§ Text provided
Last Thursday, President Donald Trump declared that the trend in prescription opioid use in America, dubbed the “opioid crisis” by the federal government, is a national emergency that will be addressed with federal money and the use of “all appropriate emergency and other authorities to respond to the crisis,” according to a White House statement.
On March 29, President Trump signed an executive order establishing the President’s Commission on Combating Drug Addiction and the Opioid Crisis, which was tasked with studying “ways to combat and treat the scourge of drug abuse, addiction, and the opioid crisis, which was responsible for more than 50,000 deaths in 2015 and has caused families and communities across America to endure significant pain and suffering.”
This, coupled with last Thursday’s announcement, leads me to believe that Trump just doesn’t get it.
Oh, I’m not bashing the president here; although the trend of opioid use in America is quite alarming, the fact of the matter is that most people don’t get it – that is, why people abuse drugs in the first place.
One truth that has gone unnoticed is that Trump has already enacted many policies in other areas that are more likely to alleviate the abuse of prescribed narcotics than any federal programs. Since he doesn’t get it, however, the new commission, the national emergency and profit (for the individuals and organizations that get enrolled in the effort) are likely to win the day on this issue.
What do I mean by this? Well, all government efforts to stem increasing trends in drug abuse, whether we’re talking the heroin crisis of the late 1960s, the eternal War on Drugs begun in the 1980s, or this new opioid crisis, have been based upon one supremely flawed premise. Consequently, the actions taken – often to the tune of millions of dollars and years of penitentiary time for many unfortunate citizens – are always wholly misdirected.
The flawed premise is that people abuse drugs because they are available. People do not abuse drugs because they are available; people abuse drugs because they are miserable.
There is ample evidence to support the contention that readily available narcotics and other mood-altering substances do not give rise to widespread abuse or addiction. There always has been, but between profit motives and the emergent progressive nanny state of the early 20th century, efforts to ameliorate drug abuse and addiction have resulted in our elected representatives addressing these problems through some of the most ineffectual and pernicious methods imaginable.
For many years, American consumers could purchase opioids at their local pharmacy without a prescription. In some Western nations, one can still do so; the same goes for certain other compounds that also evoke terror in the hearts of drug-propagandized Americans. In none of these instances did availability ever give rise to widespread abuse or addiction.
With prescription opioids, the prevailing theory goes that some people inadvertently become addicted after having them prescribed for pain or injuries. This happened to legendary NFL quarterback Brett Favre in 1996; after ramping up to dangerous levels of prescription opioid use following injuries on the field, he entered a treatment center to combat his addiction.
Others, however, feign pain or injuries of one type or another in order to enjoy the narcotic high of drugs like Vicodin, Oxycontin and other prescribed opioids. They become addicted, and even if they wish to quit, withdrawal symptoms drive them back to their doctor (or in some cases, multiple doctors).
It is probably all but impossible to tell what percentage of the third of adult Americans cited by the president’s commission as having been prescribed opioid painkillers in 2015 were of the Brett Favre variety versus those who sought to get high, but I’d like to cite some other statistics in support of the theory that it is the mental and emotional disposition of the users that drives the current trend, rather than availability of these drugs.

§ Aim of the task
Write out the passage of the opioid crisis piece between "The flawed premise" and "pernicious methods imaginable.", inclusive. The data that comes next is separate from the opioid crisis piece.

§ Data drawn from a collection
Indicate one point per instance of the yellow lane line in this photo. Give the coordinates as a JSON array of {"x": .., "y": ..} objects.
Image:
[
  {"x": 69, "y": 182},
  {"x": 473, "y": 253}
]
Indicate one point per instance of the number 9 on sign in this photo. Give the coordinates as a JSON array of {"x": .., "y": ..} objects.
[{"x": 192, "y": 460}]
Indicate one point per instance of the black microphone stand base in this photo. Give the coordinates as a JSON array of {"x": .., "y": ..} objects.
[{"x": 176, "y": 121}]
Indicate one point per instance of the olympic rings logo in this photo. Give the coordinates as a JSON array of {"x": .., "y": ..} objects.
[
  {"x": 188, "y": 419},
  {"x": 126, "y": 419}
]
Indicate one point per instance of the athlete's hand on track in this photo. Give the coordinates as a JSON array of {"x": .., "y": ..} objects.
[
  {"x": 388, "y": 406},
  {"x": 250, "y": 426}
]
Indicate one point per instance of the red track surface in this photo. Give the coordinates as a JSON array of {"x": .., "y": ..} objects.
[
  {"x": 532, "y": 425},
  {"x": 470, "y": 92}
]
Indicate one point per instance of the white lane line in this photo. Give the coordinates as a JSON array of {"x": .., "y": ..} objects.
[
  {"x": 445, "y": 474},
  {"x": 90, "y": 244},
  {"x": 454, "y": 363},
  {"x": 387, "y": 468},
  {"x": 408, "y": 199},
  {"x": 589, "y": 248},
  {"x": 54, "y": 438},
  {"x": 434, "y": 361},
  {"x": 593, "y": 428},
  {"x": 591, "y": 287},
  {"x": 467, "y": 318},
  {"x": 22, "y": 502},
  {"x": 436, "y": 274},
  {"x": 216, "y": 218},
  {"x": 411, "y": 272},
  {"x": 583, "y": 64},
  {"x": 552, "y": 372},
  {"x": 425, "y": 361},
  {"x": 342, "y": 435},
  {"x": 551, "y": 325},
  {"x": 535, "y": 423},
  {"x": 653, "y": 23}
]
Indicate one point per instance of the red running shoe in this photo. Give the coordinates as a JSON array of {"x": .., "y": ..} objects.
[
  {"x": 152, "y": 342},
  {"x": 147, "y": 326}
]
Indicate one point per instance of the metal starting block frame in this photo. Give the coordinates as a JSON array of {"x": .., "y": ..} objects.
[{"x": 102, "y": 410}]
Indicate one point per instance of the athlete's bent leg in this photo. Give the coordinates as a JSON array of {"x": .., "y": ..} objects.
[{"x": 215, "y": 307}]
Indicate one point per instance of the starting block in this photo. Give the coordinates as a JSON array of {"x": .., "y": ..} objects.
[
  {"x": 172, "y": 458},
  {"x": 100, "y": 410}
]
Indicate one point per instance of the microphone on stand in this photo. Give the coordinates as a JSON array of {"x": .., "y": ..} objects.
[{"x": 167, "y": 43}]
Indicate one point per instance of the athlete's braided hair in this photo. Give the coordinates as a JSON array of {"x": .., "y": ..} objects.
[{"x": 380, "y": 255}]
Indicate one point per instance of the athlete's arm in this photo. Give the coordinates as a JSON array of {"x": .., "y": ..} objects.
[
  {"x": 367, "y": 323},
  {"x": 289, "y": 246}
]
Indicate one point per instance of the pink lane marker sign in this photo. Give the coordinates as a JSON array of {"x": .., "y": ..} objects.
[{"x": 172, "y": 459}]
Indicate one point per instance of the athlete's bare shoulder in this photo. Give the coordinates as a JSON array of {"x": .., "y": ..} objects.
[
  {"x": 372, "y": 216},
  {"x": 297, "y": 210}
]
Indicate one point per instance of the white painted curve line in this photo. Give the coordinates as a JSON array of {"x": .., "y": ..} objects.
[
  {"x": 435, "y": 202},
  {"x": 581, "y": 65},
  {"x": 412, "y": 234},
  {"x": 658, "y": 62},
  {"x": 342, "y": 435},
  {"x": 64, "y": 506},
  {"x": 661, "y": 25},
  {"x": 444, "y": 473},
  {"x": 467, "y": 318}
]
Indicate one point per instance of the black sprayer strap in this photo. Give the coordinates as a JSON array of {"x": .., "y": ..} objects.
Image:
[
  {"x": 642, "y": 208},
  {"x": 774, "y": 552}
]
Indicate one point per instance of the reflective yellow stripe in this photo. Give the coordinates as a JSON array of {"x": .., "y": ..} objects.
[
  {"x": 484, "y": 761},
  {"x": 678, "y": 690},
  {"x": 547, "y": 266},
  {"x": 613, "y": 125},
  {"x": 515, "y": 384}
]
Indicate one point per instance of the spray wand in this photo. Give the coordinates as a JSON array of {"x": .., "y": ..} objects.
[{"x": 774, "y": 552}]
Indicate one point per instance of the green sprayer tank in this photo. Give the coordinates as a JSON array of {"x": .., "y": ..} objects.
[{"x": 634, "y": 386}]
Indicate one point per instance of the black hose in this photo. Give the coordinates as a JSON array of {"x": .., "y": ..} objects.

§ Solution to the exercise
The flawed premise is that people abuse drugs because they are available. People do not abuse drugs because they are available; people abuse drugs because they are miserable.
There is ample evidence to support the contention that readily available narcotics and other mood-altering substances do not give rise to widespread abuse or addiction. There always has been, but between profit motives and the emergent progressive nanny state of the early 20th century, efforts to ameliorate drug abuse and addiction have resulted in our elected representatives addressing these problems through some of the most ineffectual and pernicious methods imaginable.